-- start MATERIAL SUPPLIED --
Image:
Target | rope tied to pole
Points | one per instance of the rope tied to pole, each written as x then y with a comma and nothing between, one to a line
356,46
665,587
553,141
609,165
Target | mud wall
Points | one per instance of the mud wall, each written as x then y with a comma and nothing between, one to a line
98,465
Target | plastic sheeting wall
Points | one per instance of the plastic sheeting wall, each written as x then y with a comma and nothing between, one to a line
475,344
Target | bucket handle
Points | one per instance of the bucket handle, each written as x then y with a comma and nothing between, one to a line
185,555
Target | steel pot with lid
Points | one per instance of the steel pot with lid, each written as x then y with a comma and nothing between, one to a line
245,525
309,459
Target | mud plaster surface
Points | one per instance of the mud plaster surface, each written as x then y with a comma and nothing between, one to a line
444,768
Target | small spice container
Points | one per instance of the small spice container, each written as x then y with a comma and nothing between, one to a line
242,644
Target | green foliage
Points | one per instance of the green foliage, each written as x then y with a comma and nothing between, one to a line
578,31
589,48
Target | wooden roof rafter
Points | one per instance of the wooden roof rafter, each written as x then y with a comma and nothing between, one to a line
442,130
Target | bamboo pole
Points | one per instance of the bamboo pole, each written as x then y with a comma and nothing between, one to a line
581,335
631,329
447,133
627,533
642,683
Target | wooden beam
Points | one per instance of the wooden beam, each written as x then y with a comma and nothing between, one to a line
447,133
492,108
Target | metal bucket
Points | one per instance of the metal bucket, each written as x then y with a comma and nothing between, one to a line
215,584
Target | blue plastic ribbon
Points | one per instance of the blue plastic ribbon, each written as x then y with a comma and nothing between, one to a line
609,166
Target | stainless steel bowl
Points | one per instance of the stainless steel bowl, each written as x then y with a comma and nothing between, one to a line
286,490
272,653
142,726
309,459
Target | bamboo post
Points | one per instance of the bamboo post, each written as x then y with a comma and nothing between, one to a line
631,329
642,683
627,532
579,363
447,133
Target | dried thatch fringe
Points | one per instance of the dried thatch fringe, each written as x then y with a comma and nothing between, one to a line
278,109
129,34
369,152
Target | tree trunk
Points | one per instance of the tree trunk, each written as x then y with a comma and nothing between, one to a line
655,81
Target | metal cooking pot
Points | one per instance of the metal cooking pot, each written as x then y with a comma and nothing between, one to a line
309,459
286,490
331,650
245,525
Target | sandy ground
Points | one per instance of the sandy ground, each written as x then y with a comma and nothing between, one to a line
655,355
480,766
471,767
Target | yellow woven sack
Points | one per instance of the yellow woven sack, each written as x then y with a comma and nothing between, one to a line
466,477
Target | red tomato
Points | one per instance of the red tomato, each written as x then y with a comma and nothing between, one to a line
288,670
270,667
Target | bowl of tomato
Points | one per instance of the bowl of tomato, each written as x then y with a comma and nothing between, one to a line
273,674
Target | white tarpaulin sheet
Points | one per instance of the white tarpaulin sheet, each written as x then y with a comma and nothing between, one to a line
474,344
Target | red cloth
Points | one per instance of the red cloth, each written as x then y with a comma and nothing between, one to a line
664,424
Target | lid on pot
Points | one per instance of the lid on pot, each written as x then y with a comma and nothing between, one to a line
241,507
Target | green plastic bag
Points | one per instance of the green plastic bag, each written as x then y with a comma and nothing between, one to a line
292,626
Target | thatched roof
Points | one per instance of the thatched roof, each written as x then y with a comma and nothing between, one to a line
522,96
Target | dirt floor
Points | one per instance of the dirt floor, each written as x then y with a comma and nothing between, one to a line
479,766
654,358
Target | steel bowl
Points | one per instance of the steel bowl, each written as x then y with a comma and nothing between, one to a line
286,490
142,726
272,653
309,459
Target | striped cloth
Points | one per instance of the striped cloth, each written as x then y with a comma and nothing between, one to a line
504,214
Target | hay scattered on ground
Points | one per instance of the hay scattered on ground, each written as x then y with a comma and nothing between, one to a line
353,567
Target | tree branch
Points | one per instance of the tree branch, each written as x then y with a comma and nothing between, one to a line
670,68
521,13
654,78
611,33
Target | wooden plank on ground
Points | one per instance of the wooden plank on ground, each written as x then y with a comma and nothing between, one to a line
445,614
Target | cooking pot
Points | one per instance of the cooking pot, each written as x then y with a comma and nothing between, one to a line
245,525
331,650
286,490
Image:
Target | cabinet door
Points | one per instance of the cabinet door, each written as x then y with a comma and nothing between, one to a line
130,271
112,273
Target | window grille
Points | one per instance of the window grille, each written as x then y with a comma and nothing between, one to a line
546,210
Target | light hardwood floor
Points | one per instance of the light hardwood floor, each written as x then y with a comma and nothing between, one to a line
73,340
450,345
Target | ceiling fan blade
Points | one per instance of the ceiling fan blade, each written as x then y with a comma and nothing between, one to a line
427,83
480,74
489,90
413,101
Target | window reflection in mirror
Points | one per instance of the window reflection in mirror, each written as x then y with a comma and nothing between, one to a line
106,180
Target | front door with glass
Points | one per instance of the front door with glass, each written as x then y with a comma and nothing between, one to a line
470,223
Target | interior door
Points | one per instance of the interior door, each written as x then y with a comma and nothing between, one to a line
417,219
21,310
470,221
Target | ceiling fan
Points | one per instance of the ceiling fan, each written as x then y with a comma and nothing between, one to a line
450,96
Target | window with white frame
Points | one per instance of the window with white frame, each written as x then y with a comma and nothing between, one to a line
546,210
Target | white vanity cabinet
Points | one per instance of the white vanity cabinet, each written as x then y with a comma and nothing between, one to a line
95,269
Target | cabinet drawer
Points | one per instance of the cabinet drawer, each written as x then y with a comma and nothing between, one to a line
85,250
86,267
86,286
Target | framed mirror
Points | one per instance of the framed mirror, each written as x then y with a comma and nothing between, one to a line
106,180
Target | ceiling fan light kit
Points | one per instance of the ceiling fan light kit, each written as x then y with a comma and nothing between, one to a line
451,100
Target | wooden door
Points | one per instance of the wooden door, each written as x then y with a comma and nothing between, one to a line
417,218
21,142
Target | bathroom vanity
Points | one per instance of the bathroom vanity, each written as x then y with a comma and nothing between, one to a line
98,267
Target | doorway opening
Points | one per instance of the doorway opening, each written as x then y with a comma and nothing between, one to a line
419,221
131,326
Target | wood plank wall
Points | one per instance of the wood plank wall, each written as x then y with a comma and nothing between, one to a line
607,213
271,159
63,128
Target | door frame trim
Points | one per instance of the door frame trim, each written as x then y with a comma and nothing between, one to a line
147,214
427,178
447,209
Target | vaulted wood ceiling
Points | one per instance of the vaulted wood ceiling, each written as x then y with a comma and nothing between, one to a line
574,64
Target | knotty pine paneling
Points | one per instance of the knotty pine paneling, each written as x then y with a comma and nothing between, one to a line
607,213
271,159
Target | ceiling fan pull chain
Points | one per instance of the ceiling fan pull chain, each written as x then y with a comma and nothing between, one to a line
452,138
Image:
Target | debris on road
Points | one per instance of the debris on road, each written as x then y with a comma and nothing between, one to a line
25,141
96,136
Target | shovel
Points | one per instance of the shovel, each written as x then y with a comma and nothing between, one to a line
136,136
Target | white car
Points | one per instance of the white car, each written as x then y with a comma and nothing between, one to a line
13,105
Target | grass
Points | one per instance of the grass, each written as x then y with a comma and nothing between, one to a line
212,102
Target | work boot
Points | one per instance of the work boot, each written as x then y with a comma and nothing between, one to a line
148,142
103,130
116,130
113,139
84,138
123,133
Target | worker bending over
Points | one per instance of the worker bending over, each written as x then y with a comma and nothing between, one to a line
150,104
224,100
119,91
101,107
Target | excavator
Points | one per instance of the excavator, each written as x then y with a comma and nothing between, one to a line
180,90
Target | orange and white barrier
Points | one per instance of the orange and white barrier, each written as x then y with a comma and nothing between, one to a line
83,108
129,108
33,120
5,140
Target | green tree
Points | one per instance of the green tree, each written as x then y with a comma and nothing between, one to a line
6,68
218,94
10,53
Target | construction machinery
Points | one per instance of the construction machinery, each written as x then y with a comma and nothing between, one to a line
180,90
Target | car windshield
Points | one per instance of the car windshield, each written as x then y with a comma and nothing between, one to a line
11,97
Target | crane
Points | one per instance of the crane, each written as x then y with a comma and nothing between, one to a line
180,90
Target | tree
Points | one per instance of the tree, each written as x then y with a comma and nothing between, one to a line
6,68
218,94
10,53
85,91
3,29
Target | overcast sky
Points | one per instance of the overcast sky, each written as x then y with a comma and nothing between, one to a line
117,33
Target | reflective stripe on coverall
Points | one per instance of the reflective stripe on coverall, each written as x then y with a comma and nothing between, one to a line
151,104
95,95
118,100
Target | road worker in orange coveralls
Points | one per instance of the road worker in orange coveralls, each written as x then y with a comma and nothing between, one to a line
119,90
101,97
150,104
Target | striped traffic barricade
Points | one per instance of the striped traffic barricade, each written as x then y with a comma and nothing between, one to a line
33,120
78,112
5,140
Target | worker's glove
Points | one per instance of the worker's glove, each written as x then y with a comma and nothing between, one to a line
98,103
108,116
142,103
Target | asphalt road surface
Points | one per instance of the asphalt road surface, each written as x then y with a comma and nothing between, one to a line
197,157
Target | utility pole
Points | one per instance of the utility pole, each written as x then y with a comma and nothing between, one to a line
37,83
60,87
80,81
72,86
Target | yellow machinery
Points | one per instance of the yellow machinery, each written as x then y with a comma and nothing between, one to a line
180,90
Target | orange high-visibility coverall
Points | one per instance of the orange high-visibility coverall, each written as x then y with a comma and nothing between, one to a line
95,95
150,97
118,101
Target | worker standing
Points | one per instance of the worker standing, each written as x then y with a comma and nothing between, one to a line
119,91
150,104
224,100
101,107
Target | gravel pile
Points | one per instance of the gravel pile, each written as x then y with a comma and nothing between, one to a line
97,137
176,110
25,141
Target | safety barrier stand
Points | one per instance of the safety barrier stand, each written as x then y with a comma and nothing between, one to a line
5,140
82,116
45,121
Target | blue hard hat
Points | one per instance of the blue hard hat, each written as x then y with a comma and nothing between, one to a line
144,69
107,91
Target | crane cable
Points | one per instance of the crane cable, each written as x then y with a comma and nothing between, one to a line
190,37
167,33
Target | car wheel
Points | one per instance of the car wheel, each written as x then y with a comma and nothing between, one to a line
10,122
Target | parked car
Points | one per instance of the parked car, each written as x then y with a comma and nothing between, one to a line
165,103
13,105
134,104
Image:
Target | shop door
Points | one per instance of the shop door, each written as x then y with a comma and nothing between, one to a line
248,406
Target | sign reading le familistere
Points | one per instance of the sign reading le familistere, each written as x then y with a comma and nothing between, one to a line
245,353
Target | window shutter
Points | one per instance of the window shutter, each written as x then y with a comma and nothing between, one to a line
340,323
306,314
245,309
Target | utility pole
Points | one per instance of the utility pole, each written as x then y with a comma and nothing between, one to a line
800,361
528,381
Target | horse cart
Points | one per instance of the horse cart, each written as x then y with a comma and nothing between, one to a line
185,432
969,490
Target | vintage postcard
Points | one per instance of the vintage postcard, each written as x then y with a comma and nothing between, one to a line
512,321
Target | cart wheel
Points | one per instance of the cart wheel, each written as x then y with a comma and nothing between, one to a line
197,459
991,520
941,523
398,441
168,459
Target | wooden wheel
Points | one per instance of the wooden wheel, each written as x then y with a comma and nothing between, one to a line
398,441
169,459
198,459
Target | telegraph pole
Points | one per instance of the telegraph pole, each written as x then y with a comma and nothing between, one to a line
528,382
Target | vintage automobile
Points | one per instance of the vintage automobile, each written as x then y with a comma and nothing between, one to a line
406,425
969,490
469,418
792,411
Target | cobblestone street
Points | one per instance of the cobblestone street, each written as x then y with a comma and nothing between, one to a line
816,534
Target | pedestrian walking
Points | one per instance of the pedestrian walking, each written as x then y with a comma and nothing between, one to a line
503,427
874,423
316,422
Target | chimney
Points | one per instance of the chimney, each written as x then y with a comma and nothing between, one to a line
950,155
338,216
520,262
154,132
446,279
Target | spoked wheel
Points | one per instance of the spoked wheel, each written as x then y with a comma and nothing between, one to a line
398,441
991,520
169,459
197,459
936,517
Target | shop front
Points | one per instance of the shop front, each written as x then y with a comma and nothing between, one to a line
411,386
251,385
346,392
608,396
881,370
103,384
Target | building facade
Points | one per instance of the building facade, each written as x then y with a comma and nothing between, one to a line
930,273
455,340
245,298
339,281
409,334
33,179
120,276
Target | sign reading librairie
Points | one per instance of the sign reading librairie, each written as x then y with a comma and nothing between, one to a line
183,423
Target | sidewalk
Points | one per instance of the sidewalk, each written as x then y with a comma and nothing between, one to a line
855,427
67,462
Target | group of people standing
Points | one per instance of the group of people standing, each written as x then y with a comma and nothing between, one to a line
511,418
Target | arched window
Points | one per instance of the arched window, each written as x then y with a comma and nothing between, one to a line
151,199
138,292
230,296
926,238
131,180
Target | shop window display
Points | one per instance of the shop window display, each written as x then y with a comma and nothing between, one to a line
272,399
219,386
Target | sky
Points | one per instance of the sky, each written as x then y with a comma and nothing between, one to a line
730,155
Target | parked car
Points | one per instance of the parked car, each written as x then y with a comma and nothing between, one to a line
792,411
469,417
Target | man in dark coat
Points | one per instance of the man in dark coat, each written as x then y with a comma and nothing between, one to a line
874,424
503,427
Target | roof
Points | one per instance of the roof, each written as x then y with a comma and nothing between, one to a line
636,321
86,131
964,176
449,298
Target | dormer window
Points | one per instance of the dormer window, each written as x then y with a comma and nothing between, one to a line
-- end MATERIAL SUPPLIED --
EXERCISE REQUIREMENTS:
Reproduce only the lines from the line containing "Target | man in dark coat" to the last line of the material above, both of those lines included.

RESPONSE:
Target | man in dark coat
Points | one per instance of the man in dark coat, each written as x then y with a comma and nothing between, one to a line
874,424
503,427
Target | roof
Points | one per instance of the roof, each written as x then y with a comma and nothing between, one to a line
636,321
86,131
964,176
449,298
Target | dormer window
Points | one per instance of the dormer window, each written as x then y with a comma and nothing between, one to a line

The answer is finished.